▸ **The exercise**
Rewrite the entries below, replacing each "Provide" with "Give" and leaving everything else unchanged.

-- Begin Given data --

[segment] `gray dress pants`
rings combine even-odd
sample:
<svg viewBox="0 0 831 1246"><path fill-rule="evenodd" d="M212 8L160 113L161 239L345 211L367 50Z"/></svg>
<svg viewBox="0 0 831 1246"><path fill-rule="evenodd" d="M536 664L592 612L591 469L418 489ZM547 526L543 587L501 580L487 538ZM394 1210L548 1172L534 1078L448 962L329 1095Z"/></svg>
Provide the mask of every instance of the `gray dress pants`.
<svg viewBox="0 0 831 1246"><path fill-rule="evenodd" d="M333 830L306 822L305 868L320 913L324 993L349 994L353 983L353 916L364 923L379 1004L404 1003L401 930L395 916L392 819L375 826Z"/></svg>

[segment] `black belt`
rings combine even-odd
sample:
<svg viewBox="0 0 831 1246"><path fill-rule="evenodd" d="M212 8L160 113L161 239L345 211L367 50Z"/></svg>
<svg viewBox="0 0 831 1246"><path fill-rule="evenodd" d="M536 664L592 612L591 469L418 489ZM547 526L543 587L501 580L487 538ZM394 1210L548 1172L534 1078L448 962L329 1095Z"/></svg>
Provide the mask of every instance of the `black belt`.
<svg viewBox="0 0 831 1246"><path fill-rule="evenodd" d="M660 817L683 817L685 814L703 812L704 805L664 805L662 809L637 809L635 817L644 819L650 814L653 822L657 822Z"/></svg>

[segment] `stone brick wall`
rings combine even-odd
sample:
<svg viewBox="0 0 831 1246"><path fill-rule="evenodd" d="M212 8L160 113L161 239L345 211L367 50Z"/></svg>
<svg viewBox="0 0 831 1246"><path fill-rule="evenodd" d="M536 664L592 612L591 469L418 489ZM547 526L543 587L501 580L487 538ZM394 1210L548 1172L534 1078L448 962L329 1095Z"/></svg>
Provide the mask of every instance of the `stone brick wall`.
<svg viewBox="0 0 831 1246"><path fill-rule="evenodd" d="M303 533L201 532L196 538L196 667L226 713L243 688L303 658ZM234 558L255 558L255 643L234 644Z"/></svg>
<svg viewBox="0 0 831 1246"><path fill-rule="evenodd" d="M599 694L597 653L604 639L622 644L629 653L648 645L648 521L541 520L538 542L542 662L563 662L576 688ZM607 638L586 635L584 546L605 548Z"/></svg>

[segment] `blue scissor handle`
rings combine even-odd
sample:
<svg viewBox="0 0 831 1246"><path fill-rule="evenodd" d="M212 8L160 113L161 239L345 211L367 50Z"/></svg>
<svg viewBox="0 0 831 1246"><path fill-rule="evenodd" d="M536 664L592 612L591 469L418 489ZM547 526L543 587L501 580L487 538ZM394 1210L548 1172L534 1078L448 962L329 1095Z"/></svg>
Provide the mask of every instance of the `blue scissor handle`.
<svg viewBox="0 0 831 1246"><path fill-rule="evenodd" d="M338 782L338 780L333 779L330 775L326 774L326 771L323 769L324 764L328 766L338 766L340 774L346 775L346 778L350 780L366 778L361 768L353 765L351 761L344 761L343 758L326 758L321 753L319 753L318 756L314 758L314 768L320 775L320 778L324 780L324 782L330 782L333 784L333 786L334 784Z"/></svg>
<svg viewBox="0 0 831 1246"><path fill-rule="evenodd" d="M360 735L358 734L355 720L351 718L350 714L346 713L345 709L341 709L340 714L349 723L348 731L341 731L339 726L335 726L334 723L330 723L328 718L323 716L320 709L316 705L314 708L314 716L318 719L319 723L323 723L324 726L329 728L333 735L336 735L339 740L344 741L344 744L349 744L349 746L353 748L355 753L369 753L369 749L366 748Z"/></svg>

-- End Given data --

▸ **The result**
[segment] `gray dress pants`
rings combine even-odd
sample:
<svg viewBox="0 0 831 1246"><path fill-rule="evenodd" d="M212 8L160 113L161 239L345 211L367 50Z"/></svg>
<svg viewBox="0 0 831 1246"><path fill-rule="evenodd" d="M536 664L592 612L591 469L418 489ZM547 526L543 587L501 580L487 538ZM394 1210L548 1172L534 1078L448 962L329 1095Z"/></svg>
Give the mask of every instance of the `gray dress pants`.
<svg viewBox="0 0 831 1246"><path fill-rule="evenodd" d="M333 830L306 822L305 868L320 913L324 993L349 994L353 983L353 916L364 923L379 1004L404 1003L401 930L395 916L392 819L375 826Z"/></svg>

[segment] `black belt`
rings combine even-odd
sample:
<svg viewBox="0 0 831 1246"><path fill-rule="evenodd" d="M212 8L160 113L161 239L345 211L367 50Z"/></svg>
<svg viewBox="0 0 831 1246"><path fill-rule="evenodd" d="M536 664L592 612L591 469L418 489ZM547 526L543 587L501 580L487 538ZM394 1210L548 1172L534 1078L448 962L329 1095Z"/></svg>
Give the mask of every instance of the `black belt`.
<svg viewBox="0 0 831 1246"><path fill-rule="evenodd" d="M660 817L683 817L685 814L703 812L704 805L664 805L662 809L637 809L635 817L644 819L650 814L653 822L657 822Z"/></svg>

[segment] `stone brick wall`
rings combine even-odd
sample:
<svg viewBox="0 0 831 1246"><path fill-rule="evenodd" d="M212 8L160 113L161 239L345 211L367 50Z"/></svg>
<svg viewBox="0 0 831 1246"><path fill-rule="evenodd" d="M536 664L592 612L591 469L418 489ZM547 526L543 587L501 580L487 538ZM394 1210L548 1172L534 1078L448 962L329 1095Z"/></svg>
Give the mask of every instance of the `stone brick wall`.
<svg viewBox="0 0 831 1246"><path fill-rule="evenodd" d="M303 533L201 532L196 538L196 667L226 713L243 688L303 658ZM234 558L255 558L255 643L234 644Z"/></svg>
<svg viewBox="0 0 831 1246"><path fill-rule="evenodd" d="M599 694L597 653L604 639L622 644L629 653L648 645L648 521L541 520L538 542L542 662L563 662L576 688ZM607 638L586 635L584 546L605 548Z"/></svg>

[segment] `blue scissor handle`
rings combine even-odd
sample:
<svg viewBox="0 0 831 1246"><path fill-rule="evenodd" d="M212 8L160 113L161 239L345 211L367 50Z"/></svg>
<svg viewBox="0 0 831 1246"><path fill-rule="evenodd" d="M536 664L592 612L591 469L418 489ZM547 526L543 587L501 580L487 538ZM394 1210L548 1172L534 1078L448 962L329 1095Z"/></svg>
Give the mask of every instance of the `blue scissor handle`.
<svg viewBox="0 0 831 1246"><path fill-rule="evenodd" d="M338 782L338 780L333 779L330 775L326 774L326 771L323 769L324 764L328 766L338 766L340 774L346 775L346 778L350 780L366 778L361 768L353 765L351 761L344 761L343 758L326 758L321 753L319 753L318 756L314 758L314 768L320 775L320 778L324 780L324 782L330 782L333 784L333 786L334 784Z"/></svg>
<svg viewBox="0 0 831 1246"><path fill-rule="evenodd" d="M360 735L358 734L355 720L351 718L350 714L346 713L345 709L341 709L340 714L349 723L348 731L341 731L339 726L335 726L334 723L330 723L328 718L323 716L320 709L316 705L314 708L314 716L318 719L319 723L323 723L324 726L329 728L333 735L336 735L339 740L344 741L344 744L349 744L349 746L353 748L355 753L369 753L369 749L366 748Z"/></svg>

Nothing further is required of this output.